What the exercise asks: Please repeat, without alteration, the line containing "# each result" and every line that follows it to the end of the entries below, and only those lines.

Information shown: Begin

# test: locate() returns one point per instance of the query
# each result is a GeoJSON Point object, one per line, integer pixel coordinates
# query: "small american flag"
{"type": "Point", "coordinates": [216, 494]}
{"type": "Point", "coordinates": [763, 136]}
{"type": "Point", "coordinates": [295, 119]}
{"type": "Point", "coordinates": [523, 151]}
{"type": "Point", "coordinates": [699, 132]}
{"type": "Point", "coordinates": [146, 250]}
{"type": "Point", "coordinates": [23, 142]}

Information shown: End

Exercise output:
# each result is a GeoJSON Point object, one per line, integer pixel coordinates
# query: "small american flag"
{"type": "Point", "coordinates": [216, 494]}
{"type": "Point", "coordinates": [763, 136]}
{"type": "Point", "coordinates": [295, 119]}
{"type": "Point", "coordinates": [523, 151]}
{"type": "Point", "coordinates": [699, 132]}
{"type": "Point", "coordinates": [146, 250]}
{"type": "Point", "coordinates": [23, 142]}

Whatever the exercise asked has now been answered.